▶ _Yazılı İstek 1_:
Hayali gerçekten daha çok seven insanları anlatan metinde tek tırnak içine alınmış bütün sözcükleri, metinde geçtikleri sırayla listeleyin.
▶ _Yazılı İstek 2_:
Hayali gerçekten daha çok seven insanları anlatan metnin "Hayal edileni gerçeklikten, aradığını" sözleriyle başlayıp "misali kaygandırlar biraz." sözlerine kadar süren kısmını olduğu gibi yazıya geçirin.

----- Alıntılanan Metin -----

Hayal edileni gerçeklikten, aradığını bulduğundan daha çok sevenlerle tanışınca kokuların yardımıyla sezen hayvanlar gibi ürperiyorum. Yaşadığı ânı diri tutabilmek için geçmişin acılarına, mutluluklarına sarılan insanları öyle kolay hissedemezsiniz. Kendilerini sıradan heyecanların ardına gizlemeyi iyi bilirler. Meraklı, neşeli, coşkulu görünmek için rol yapmaya ihtiyaçları yoktur, gündelik endişelerin dalgınlığında etrafa pek aldırış etmezler çünkü. O ‘huzursuzlara’ çok sokulmak da fayda etmez. Avuçlardan kayıp giden balıklar misali kaygandırlar biraz.
Ne kadar açık olurlarsa olsunlar iç dünyaları her daim kapalı olmaya mahkûm insanlardan söz ediyorum. Kendi acılarının neden olduğu hüzün perdesi yüzünden hayatı buğulu camların arkasından izleyenlerden... Zamanın sınırlarını aşarak öylesine sakin ve yabani bir kucaklayışla severler ki, bir süre sonra onları kabuklu dünyadan ayıranın da birleştirenin de aynı kaygılar olduğunu şaşırarak fark edersiniz. Sevmek onlar için daha ziyade sevilenin yokluğu, acılaşmış bir keder ve en çok da özlemdir. Çok mutlu olduklarına karar verdikleri o anda, bir daha hiç öyle mutlu olamayacaklarına inanırlarsa ‘lanetlenmiş’ hissedebilirler. Çoğu insan için büyük bir yıkım olabilir bu his, ama onlar büyülü bir âna sahip olduklarını düşünüp sevinirler. Aslında bu tekinsiz hal aynı zamanda büyük bir cezadır. Son âna dek ruhlarının kuytusunda taşıyacakları biriyle tanışmış olduklarına inanan bütün ‘sarhoşlar,’ talihin en güzel hediyesi olarak kabul ettikleri bu mucizevî karşılaşma yüzünden hep aynı hayalin çevresinde dolaşmak ister. Biliyorum, bu türden genellemelerin hâkim olduğu tesbitler okuyanın gerçeklik duygusunu biraz zedeliyor ama biliyoruz ki onlar sadece roman kahramanları değil. Yaşıyorlar ve bütün canlılıklarıyla, kusurlarıyla, cazibeleriyle aramızda dolaşıyorlar.

----- Gösterilen Satırlar -----

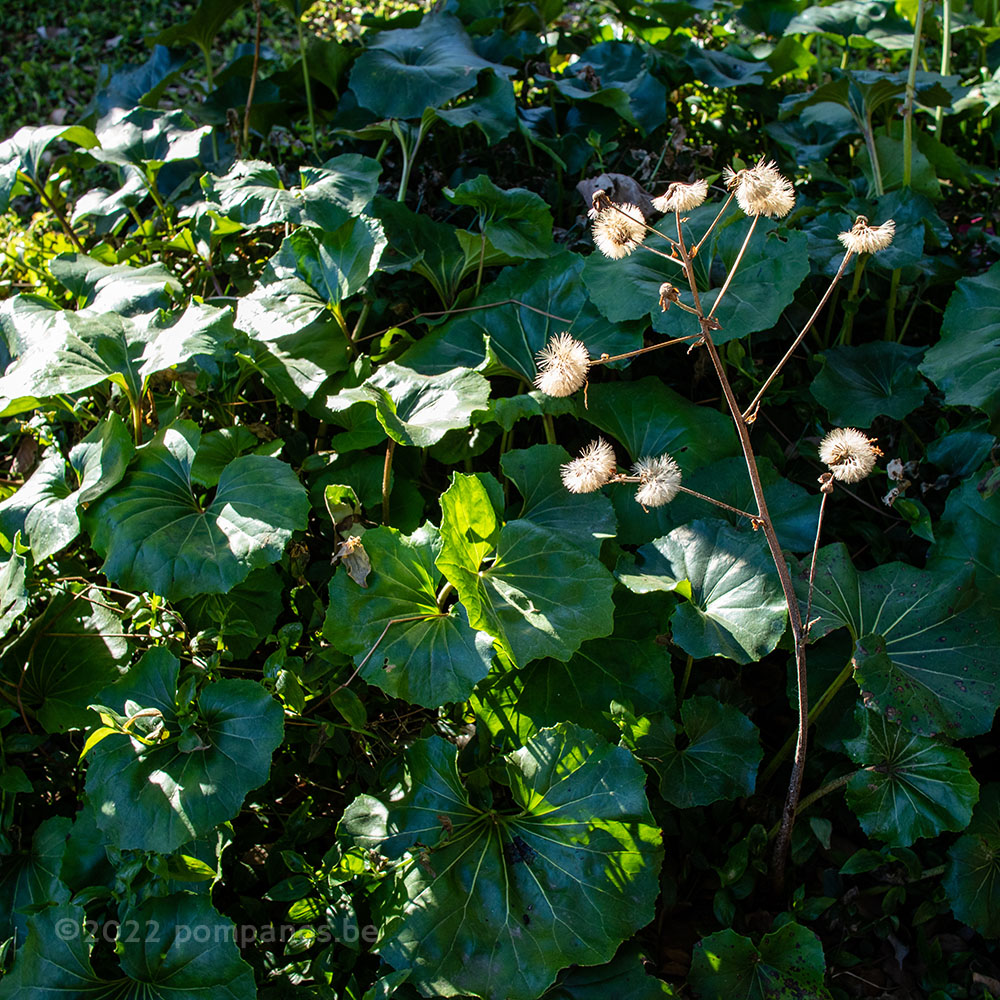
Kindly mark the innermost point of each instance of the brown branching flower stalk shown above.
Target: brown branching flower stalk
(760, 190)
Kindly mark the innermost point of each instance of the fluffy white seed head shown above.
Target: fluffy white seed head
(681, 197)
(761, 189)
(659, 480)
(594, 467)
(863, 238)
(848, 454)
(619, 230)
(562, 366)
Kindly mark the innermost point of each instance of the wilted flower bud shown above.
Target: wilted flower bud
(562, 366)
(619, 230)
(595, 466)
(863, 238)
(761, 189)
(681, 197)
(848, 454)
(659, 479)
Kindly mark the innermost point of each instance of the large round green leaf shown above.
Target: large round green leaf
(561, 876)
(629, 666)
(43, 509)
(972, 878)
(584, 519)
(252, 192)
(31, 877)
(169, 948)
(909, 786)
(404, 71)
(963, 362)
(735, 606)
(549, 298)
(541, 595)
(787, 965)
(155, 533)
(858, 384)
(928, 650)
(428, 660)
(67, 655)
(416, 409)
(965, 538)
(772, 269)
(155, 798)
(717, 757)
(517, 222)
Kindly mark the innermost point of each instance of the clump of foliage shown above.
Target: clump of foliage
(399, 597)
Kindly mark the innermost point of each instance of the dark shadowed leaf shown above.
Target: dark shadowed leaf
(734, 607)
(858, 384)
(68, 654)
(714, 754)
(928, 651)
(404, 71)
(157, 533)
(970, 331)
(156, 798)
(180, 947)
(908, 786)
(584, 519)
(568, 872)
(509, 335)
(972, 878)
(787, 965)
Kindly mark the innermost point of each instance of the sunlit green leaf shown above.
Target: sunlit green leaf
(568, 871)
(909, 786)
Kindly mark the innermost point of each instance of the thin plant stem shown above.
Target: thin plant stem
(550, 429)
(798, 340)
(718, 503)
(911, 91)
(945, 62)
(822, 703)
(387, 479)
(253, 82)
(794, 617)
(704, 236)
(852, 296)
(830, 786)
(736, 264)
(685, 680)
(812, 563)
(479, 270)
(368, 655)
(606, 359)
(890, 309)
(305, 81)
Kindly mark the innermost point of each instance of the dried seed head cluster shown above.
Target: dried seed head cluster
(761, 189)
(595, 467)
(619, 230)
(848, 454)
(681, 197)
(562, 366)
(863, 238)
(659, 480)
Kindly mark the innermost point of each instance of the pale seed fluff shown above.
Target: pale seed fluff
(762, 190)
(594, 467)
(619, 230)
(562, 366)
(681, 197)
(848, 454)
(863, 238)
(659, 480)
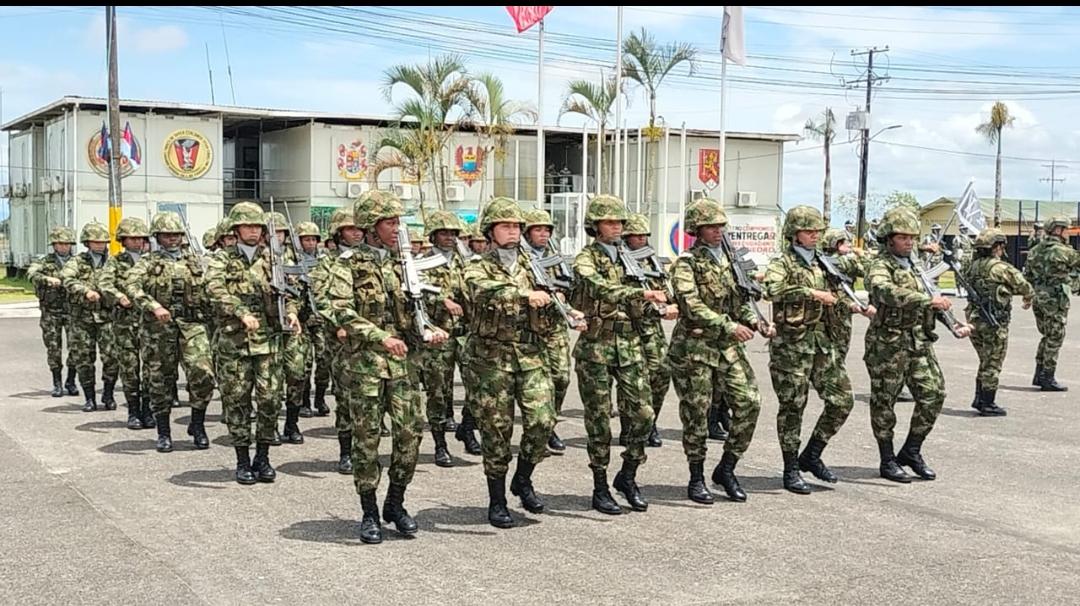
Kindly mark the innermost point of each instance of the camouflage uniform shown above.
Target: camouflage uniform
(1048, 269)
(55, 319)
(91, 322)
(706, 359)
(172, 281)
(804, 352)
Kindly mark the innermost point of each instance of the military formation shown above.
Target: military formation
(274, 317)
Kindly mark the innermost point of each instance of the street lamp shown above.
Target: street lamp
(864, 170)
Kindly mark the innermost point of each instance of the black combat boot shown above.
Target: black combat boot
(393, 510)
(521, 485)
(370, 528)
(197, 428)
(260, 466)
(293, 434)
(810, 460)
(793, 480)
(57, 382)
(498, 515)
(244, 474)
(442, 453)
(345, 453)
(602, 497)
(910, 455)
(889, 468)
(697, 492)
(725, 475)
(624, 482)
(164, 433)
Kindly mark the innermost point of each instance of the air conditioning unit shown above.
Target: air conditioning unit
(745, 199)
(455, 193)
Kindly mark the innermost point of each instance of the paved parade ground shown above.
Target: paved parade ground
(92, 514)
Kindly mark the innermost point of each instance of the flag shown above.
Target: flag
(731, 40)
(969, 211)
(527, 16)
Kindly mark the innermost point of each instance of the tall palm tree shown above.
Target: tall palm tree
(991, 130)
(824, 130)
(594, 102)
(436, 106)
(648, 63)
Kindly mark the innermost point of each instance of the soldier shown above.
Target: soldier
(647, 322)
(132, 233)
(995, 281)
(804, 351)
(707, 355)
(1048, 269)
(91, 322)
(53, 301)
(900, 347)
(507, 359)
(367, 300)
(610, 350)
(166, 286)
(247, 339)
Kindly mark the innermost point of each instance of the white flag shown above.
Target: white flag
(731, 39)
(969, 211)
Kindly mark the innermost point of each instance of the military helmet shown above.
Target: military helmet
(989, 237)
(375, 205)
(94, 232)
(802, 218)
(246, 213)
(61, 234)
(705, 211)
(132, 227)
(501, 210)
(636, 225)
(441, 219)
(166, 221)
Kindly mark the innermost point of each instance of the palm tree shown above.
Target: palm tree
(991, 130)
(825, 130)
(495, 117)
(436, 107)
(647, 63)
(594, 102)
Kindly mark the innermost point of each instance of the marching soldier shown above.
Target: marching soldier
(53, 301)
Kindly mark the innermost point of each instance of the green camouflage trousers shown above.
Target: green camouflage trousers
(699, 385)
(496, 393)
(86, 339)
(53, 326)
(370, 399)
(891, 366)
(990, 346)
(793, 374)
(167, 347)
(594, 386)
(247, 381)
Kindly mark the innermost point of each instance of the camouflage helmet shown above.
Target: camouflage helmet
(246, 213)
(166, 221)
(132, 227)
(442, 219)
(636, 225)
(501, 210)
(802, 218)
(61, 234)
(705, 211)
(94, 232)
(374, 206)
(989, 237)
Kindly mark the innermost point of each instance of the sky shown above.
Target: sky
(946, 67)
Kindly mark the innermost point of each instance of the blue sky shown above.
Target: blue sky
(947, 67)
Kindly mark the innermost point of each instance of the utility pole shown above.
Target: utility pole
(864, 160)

-----

▶ _Yanıt 1_:
huzursuzlara
lanetlenmiş
sarhoşlar

▶ _Yanıt 2_:
Hayal edileni gerçeklikten, aradığını bulduğundan daha çok sevenlerle tanışınca kokuların yardımıyla sezen hayvanlar gibi ürperiyorum. Yaşadığı ânı diri tutabilmek için geçmişin acılarına, mutluluklarına sarılan insanları öyle kolay hissedemezsiniz. Kendilerini sıradan heyecanların ardına gizlemeyi iyi bilirler. Meraklı, neşeli, coşkulu görünmek için rol yapmaya ihtiyaçları yoktur, gündelik endişelerin dalgınlığında etrafa pek aldırış etmezler çünkü. O ‘huzursuzlara’ çok sokulmak da fayda etmez. Avuçlardan kayıp giden balıklar misali kaygandırlar biraz.